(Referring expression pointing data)
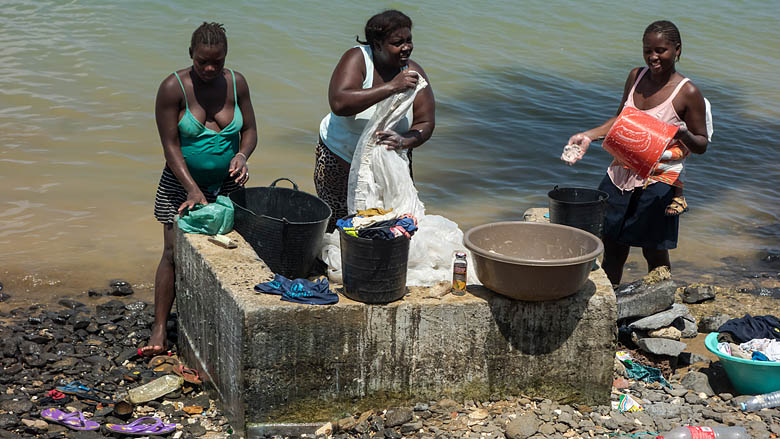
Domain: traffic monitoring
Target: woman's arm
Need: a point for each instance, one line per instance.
(238, 167)
(694, 133)
(346, 94)
(583, 139)
(166, 113)
(424, 119)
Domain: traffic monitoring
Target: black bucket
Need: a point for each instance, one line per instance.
(284, 226)
(374, 270)
(578, 207)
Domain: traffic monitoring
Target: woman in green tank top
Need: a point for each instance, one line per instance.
(207, 129)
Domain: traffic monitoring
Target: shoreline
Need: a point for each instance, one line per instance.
(96, 337)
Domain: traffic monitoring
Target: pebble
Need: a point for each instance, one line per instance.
(97, 346)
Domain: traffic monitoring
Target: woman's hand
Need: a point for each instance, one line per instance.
(576, 148)
(681, 131)
(392, 140)
(193, 199)
(404, 80)
(239, 169)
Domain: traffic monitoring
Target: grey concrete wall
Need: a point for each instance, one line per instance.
(269, 360)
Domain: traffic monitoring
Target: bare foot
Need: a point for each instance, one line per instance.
(678, 206)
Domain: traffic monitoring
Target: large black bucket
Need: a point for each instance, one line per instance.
(284, 226)
(374, 270)
(578, 207)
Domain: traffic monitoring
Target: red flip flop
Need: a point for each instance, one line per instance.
(190, 375)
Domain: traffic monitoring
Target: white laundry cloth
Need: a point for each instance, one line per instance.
(379, 178)
(768, 347)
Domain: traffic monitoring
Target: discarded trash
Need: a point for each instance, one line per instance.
(223, 241)
(705, 433)
(765, 401)
(628, 404)
(638, 372)
(459, 272)
(154, 389)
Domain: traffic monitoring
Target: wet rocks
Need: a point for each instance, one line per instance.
(646, 296)
(397, 416)
(697, 293)
(523, 426)
(712, 323)
(119, 287)
(661, 319)
(661, 346)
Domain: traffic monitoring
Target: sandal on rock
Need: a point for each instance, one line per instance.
(55, 397)
(85, 394)
(164, 363)
(677, 206)
(74, 420)
(150, 351)
(190, 375)
(146, 426)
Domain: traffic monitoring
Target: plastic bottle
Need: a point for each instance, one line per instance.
(459, 269)
(706, 433)
(765, 401)
(154, 389)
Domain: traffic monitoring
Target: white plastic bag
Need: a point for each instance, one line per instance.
(380, 178)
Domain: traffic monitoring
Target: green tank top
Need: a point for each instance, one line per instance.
(207, 152)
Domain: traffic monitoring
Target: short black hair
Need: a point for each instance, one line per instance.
(667, 29)
(381, 25)
(209, 34)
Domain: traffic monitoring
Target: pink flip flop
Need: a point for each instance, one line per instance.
(74, 420)
(146, 426)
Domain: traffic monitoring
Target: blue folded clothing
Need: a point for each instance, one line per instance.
(299, 290)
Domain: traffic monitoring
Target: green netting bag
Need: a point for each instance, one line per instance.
(212, 219)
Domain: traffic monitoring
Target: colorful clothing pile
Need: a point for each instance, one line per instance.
(751, 338)
(378, 224)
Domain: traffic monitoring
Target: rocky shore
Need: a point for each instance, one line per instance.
(94, 339)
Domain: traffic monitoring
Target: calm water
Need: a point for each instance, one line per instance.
(80, 156)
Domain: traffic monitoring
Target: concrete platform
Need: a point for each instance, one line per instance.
(271, 362)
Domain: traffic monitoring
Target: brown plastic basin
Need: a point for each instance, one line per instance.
(532, 261)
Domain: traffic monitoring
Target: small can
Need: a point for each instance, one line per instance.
(459, 269)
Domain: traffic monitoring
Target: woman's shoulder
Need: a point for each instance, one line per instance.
(689, 90)
(634, 73)
(175, 80)
(414, 65)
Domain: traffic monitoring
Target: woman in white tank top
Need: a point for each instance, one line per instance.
(636, 212)
(364, 76)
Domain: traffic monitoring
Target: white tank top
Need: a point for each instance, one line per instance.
(341, 133)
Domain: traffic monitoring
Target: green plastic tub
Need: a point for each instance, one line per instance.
(749, 377)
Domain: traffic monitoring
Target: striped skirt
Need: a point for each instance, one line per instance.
(171, 195)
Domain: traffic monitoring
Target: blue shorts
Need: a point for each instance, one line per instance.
(637, 218)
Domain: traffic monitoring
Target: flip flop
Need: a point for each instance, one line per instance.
(677, 207)
(141, 352)
(190, 375)
(146, 426)
(85, 393)
(73, 420)
(55, 397)
(164, 363)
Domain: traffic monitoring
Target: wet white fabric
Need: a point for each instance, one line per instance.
(380, 178)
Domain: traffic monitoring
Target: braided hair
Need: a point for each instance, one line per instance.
(668, 30)
(381, 25)
(209, 34)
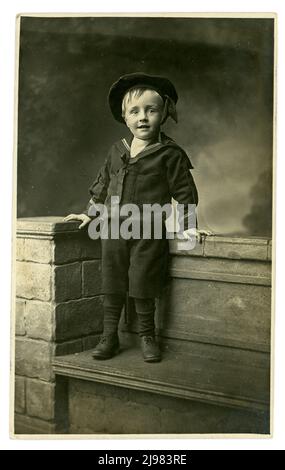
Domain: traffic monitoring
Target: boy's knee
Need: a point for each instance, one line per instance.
(144, 305)
(113, 300)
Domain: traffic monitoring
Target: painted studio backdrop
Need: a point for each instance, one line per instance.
(223, 72)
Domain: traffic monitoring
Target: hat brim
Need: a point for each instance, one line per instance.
(118, 90)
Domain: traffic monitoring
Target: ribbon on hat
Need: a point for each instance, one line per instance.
(169, 109)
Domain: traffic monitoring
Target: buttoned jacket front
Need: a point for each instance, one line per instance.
(157, 174)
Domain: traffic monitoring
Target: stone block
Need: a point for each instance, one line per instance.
(20, 249)
(86, 412)
(91, 275)
(40, 399)
(33, 280)
(269, 250)
(33, 359)
(38, 250)
(131, 418)
(20, 394)
(68, 347)
(78, 318)
(67, 282)
(181, 247)
(39, 320)
(27, 425)
(20, 317)
(74, 247)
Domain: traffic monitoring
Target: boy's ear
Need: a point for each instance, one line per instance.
(169, 110)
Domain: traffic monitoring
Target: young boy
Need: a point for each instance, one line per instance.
(147, 168)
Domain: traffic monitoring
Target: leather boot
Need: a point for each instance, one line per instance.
(150, 349)
(107, 347)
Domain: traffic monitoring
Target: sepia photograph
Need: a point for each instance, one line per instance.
(143, 225)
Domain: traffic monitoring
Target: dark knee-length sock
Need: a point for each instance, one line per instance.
(113, 304)
(145, 309)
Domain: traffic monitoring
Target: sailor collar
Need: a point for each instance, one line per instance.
(125, 147)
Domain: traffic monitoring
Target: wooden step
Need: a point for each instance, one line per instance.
(242, 385)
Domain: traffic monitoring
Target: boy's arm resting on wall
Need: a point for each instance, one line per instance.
(182, 187)
(99, 187)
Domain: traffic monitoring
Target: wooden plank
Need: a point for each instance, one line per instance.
(234, 315)
(182, 376)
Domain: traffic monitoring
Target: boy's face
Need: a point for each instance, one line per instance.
(143, 115)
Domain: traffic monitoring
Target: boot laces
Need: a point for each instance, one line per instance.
(148, 339)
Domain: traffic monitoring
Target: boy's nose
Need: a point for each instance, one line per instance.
(142, 116)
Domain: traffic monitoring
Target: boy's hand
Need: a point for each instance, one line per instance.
(82, 217)
(199, 234)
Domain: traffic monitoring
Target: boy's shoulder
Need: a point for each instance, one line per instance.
(169, 147)
(175, 149)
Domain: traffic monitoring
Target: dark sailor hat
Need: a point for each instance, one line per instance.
(162, 85)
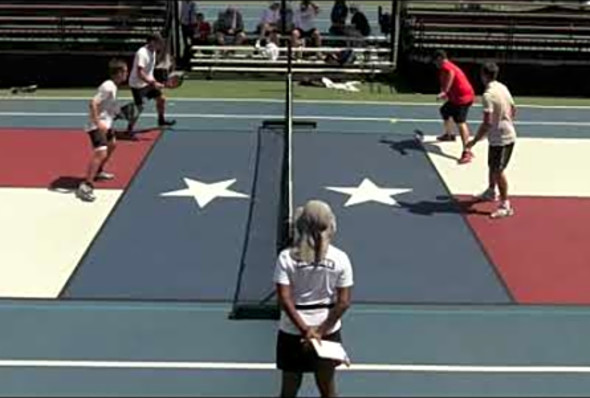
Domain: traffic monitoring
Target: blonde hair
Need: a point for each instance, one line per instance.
(315, 225)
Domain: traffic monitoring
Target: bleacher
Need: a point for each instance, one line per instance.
(68, 42)
(372, 54)
(108, 27)
(509, 32)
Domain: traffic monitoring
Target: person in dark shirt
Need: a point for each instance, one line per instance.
(359, 21)
(338, 17)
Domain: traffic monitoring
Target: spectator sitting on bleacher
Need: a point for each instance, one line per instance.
(304, 20)
(201, 31)
(269, 45)
(338, 16)
(188, 13)
(230, 24)
(270, 19)
(359, 21)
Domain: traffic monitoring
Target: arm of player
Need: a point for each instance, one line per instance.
(93, 107)
(144, 76)
(447, 79)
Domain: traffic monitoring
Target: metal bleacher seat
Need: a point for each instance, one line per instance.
(69, 27)
(372, 54)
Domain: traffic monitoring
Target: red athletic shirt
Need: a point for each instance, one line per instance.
(461, 91)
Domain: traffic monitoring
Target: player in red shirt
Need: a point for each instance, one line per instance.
(459, 95)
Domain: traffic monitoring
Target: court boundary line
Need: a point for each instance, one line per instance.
(315, 117)
(266, 366)
(311, 101)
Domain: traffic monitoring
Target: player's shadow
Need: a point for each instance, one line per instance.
(403, 147)
(65, 184)
(123, 135)
(443, 204)
(416, 144)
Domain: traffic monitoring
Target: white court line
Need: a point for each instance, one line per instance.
(314, 117)
(245, 366)
(280, 101)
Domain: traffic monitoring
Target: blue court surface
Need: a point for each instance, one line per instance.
(146, 310)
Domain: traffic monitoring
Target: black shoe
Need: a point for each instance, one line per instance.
(166, 123)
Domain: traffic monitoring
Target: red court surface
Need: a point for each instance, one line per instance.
(543, 251)
(58, 158)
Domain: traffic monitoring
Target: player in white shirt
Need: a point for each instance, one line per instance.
(499, 112)
(142, 82)
(270, 19)
(103, 109)
(313, 281)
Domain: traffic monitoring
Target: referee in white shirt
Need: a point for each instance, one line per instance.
(143, 83)
(313, 281)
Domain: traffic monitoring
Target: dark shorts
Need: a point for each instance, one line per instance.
(99, 140)
(499, 157)
(457, 112)
(297, 357)
(148, 92)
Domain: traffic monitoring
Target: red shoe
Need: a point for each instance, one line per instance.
(466, 157)
(446, 137)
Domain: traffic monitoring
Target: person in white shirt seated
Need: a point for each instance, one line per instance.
(269, 45)
(270, 19)
(313, 282)
(305, 27)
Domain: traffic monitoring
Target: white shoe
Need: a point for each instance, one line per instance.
(502, 212)
(85, 192)
(488, 195)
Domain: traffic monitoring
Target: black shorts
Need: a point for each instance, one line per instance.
(295, 356)
(457, 112)
(499, 157)
(148, 92)
(99, 140)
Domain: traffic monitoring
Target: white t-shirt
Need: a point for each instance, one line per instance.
(147, 60)
(188, 13)
(270, 16)
(305, 20)
(313, 284)
(107, 105)
(498, 101)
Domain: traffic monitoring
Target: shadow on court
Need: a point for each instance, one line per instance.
(443, 204)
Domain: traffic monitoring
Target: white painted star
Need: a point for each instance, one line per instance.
(204, 193)
(368, 191)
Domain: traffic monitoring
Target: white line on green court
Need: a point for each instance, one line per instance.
(334, 118)
(252, 366)
(297, 101)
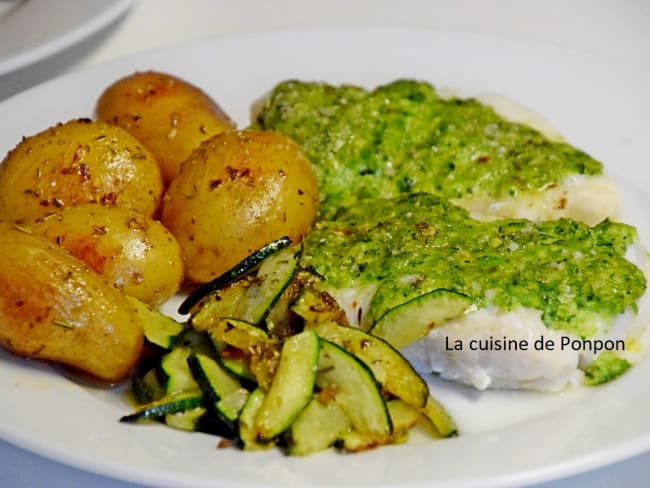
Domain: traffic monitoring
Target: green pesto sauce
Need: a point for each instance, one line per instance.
(417, 243)
(403, 138)
(606, 367)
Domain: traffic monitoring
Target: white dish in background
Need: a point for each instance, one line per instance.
(508, 438)
(32, 30)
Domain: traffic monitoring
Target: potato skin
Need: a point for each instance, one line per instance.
(168, 115)
(77, 162)
(53, 307)
(134, 253)
(237, 192)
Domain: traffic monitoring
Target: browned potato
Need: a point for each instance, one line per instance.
(78, 162)
(170, 116)
(53, 307)
(135, 253)
(237, 192)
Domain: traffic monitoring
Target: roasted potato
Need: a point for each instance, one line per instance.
(135, 253)
(168, 115)
(53, 307)
(237, 192)
(78, 162)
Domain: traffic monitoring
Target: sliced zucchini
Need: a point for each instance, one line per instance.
(213, 380)
(177, 372)
(316, 428)
(403, 417)
(354, 388)
(231, 405)
(240, 334)
(410, 321)
(241, 269)
(177, 402)
(388, 366)
(292, 386)
(316, 306)
(190, 420)
(225, 302)
(235, 361)
(273, 277)
(260, 350)
(159, 329)
(439, 418)
(247, 432)
(281, 322)
(147, 388)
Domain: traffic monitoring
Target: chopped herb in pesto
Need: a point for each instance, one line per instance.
(403, 138)
(576, 275)
(606, 367)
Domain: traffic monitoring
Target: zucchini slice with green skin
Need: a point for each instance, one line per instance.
(247, 438)
(178, 402)
(159, 329)
(316, 428)
(240, 334)
(354, 389)
(244, 267)
(439, 418)
(225, 302)
(403, 417)
(231, 405)
(252, 297)
(292, 386)
(177, 372)
(273, 277)
(213, 380)
(410, 321)
(147, 387)
(316, 306)
(189, 420)
(389, 367)
(234, 361)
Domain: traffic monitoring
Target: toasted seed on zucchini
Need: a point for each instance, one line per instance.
(410, 321)
(177, 372)
(292, 386)
(316, 428)
(177, 402)
(390, 368)
(241, 269)
(189, 420)
(354, 388)
(247, 432)
(159, 329)
(212, 379)
(147, 388)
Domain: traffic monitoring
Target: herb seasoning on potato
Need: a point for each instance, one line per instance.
(78, 162)
(53, 307)
(134, 253)
(235, 193)
(168, 115)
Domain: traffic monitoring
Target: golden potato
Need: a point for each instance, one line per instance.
(53, 307)
(237, 192)
(168, 115)
(135, 253)
(78, 162)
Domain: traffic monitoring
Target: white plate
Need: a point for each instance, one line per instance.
(32, 30)
(509, 438)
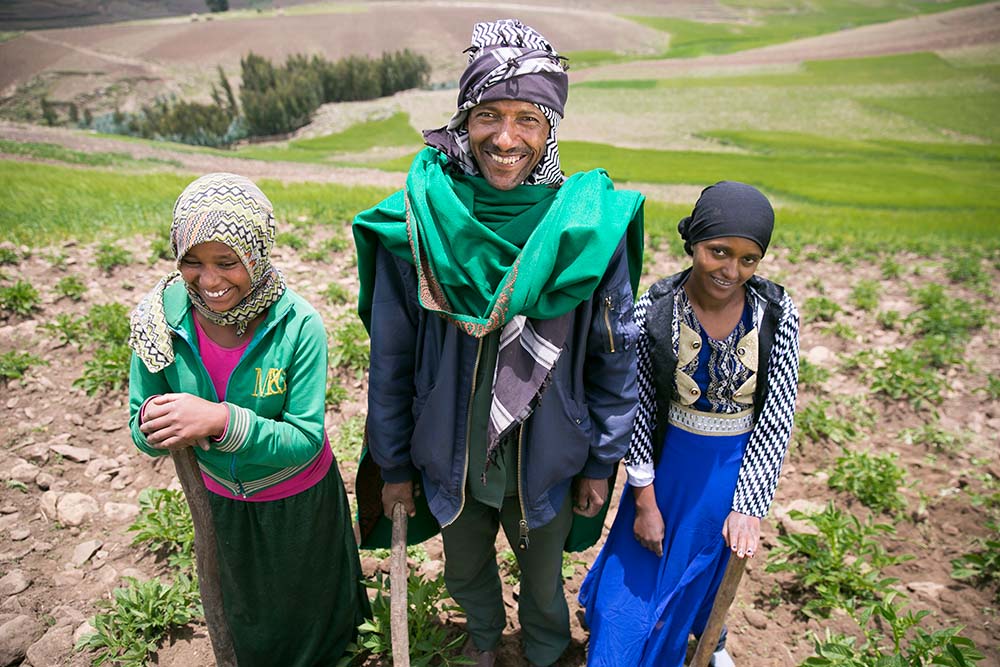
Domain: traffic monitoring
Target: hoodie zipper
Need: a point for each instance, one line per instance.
(608, 307)
(522, 540)
(468, 433)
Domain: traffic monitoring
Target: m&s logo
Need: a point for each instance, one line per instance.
(270, 384)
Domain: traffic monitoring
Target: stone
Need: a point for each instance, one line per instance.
(16, 635)
(52, 648)
(83, 552)
(756, 618)
(121, 512)
(25, 472)
(75, 508)
(45, 480)
(14, 582)
(67, 578)
(77, 454)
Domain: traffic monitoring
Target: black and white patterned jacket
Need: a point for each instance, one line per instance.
(777, 321)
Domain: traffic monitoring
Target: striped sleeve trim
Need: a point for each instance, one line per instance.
(640, 450)
(238, 432)
(768, 444)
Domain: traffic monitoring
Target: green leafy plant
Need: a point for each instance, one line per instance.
(14, 364)
(812, 375)
(137, 617)
(21, 298)
(9, 256)
(164, 524)
(110, 256)
(982, 566)
(431, 643)
(839, 423)
(336, 393)
(347, 444)
(820, 309)
(67, 328)
(865, 295)
(840, 563)
(933, 436)
(903, 374)
(907, 646)
(337, 294)
(71, 287)
(874, 479)
(349, 348)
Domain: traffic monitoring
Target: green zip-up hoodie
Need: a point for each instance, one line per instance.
(276, 394)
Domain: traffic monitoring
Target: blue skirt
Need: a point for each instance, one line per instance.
(640, 608)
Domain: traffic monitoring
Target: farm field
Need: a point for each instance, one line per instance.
(877, 144)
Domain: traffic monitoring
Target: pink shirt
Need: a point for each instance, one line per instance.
(219, 362)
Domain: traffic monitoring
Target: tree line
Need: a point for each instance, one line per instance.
(273, 99)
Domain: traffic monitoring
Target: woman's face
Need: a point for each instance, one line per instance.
(218, 275)
(722, 265)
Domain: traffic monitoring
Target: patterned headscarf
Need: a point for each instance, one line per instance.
(219, 207)
(508, 61)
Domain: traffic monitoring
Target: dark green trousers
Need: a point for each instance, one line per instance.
(472, 577)
(291, 577)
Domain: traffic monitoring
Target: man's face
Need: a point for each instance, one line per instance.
(507, 138)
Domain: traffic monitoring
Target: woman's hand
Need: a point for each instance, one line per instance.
(648, 526)
(176, 421)
(742, 533)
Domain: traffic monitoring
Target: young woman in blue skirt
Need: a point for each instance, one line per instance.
(718, 369)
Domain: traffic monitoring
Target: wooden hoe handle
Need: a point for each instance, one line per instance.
(723, 599)
(398, 578)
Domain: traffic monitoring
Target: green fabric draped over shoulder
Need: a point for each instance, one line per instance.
(484, 255)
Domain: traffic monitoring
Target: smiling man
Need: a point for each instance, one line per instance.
(498, 296)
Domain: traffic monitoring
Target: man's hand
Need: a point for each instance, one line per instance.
(648, 525)
(742, 534)
(176, 421)
(590, 496)
(401, 492)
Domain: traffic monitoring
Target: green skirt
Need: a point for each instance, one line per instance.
(291, 578)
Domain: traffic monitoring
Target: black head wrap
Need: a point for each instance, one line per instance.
(729, 208)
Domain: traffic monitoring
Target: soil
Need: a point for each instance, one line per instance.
(56, 565)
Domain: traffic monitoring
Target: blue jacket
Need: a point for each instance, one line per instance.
(420, 391)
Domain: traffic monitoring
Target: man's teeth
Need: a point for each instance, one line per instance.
(505, 160)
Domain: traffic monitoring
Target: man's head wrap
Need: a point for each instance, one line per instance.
(729, 208)
(219, 207)
(508, 61)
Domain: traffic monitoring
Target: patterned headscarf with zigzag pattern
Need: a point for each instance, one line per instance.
(219, 207)
(508, 60)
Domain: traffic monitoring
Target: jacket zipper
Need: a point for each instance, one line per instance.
(468, 433)
(522, 541)
(607, 322)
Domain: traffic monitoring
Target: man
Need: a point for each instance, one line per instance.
(498, 297)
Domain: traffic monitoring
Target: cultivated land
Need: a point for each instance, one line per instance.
(883, 171)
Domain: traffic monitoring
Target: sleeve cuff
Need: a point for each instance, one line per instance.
(640, 474)
(237, 430)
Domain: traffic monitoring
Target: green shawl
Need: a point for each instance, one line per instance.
(484, 255)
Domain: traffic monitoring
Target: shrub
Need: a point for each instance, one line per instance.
(874, 479)
(110, 256)
(71, 287)
(138, 617)
(838, 565)
(14, 364)
(431, 643)
(164, 524)
(21, 298)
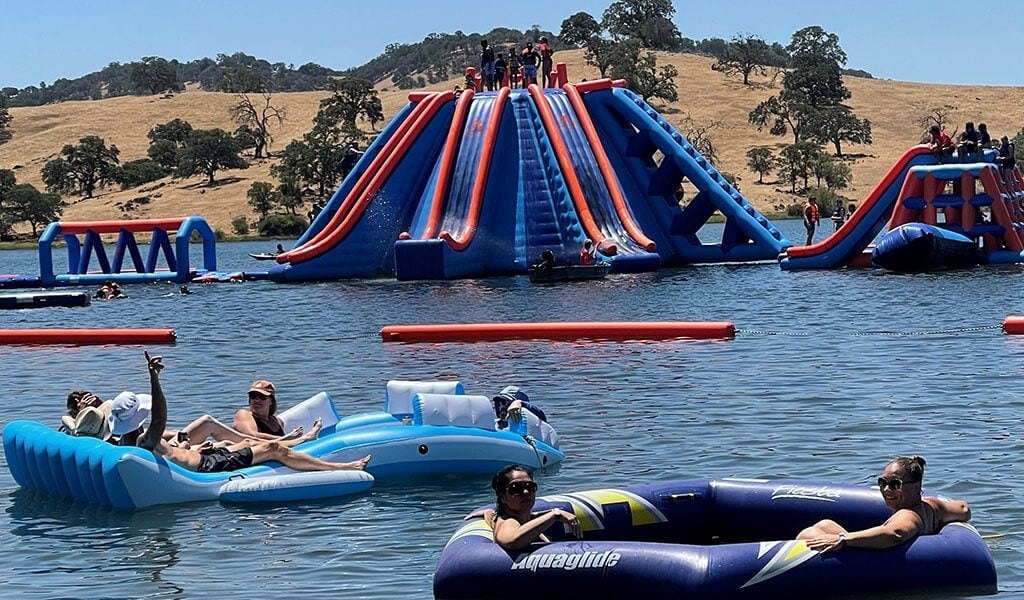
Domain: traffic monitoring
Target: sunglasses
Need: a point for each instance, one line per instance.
(895, 483)
(520, 487)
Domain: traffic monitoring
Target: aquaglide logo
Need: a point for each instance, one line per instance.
(820, 493)
(566, 561)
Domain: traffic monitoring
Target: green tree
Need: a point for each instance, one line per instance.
(5, 120)
(350, 99)
(257, 118)
(84, 167)
(29, 204)
(646, 20)
(135, 173)
(745, 54)
(155, 75)
(837, 124)
(166, 140)
(642, 75)
(209, 151)
(262, 198)
(315, 161)
(579, 30)
(760, 161)
(796, 163)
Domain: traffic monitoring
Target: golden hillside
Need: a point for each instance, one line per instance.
(707, 96)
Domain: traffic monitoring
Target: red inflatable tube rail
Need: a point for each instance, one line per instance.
(83, 337)
(1014, 326)
(491, 332)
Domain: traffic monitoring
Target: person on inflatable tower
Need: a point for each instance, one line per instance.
(509, 404)
(812, 218)
(487, 65)
(529, 60)
(940, 143)
(912, 514)
(588, 254)
(515, 525)
(546, 54)
(223, 459)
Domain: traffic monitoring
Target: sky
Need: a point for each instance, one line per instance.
(905, 40)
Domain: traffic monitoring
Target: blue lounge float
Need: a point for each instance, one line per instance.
(920, 247)
(427, 428)
(710, 539)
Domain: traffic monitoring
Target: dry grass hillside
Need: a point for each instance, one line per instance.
(707, 96)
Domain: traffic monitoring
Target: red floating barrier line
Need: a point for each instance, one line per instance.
(489, 332)
(87, 336)
(1013, 325)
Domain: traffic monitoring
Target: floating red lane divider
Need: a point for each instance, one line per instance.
(489, 332)
(87, 336)
(1013, 325)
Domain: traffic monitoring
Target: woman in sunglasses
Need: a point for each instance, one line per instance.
(514, 523)
(912, 514)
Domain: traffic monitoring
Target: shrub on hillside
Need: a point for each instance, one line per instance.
(283, 225)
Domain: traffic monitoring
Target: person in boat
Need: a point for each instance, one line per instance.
(509, 404)
(912, 514)
(515, 525)
(588, 254)
(547, 260)
(230, 458)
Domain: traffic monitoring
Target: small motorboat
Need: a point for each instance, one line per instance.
(426, 428)
(920, 247)
(567, 272)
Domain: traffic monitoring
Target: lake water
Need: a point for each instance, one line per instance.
(830, 374)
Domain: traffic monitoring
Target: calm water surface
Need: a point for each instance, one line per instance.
(830, 374)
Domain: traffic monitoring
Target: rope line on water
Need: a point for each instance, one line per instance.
(962, 330)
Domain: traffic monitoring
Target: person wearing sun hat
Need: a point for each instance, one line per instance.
(260, 420)
(128, 413)
(509, 404)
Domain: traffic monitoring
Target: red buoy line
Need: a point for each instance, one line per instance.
(82, 337)
(489, 332)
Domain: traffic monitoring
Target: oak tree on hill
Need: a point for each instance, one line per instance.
(350, 99)
(29, 204)
(209, 151)
(641, 73)
(646, 20)
(166, 140)
(84, 167)
(744, 54)
(256, 117)
(155, 75)
(5, 120)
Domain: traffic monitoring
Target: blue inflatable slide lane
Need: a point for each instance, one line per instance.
(483, 183)
(720, 540)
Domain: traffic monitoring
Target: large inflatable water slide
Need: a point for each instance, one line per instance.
(481, 183)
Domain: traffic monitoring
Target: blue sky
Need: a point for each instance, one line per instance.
(44, 40)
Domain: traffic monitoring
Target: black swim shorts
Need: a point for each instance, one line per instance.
(222, 460)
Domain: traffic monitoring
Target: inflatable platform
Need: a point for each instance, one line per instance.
(718, 540)
(427, 428)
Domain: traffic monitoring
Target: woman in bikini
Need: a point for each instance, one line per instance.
(912, 515)
(514, 523)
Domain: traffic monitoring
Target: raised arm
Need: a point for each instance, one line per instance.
(158, 416)
(512, 534)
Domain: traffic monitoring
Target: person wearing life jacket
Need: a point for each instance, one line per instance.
(811, 218)
(588, 253)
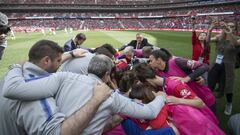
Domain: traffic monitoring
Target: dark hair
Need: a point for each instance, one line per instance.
(110, 48)
(81, 36)
(142, 92)
(147, 50)
(44, 48)
(162, 53)
(206, 46)
(143, 71)
(126, 82)
(104, 51)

-- Exercise brief --
Transcribe the entries from their first line to the line that holds "Target: pebble", both included, and skip every picture.

-- Response area --
Domain: traffic monitoring
Target: woman's arm
Need: a point for each instance, one line per instance.
(238, 167)
(694, 133)
(346, 94)
(583, 139)
(166, 113)
(424, 119)
Domain: traffic monitoring
Target: black bucket
Need: a point for each instance, one line per instance.
(284, 226)
(374, 270)
(578, 207)
Domain: traffic monitoring
Target: woman in green tank top
Need: a point for each instance, one line per instance.
(207, 129)
Domain: traffic monitoring
Target: shoreline
Need: a point for each instance, one line per instance.
(96, 337)
Domain: traffic monitoring
Target: pebble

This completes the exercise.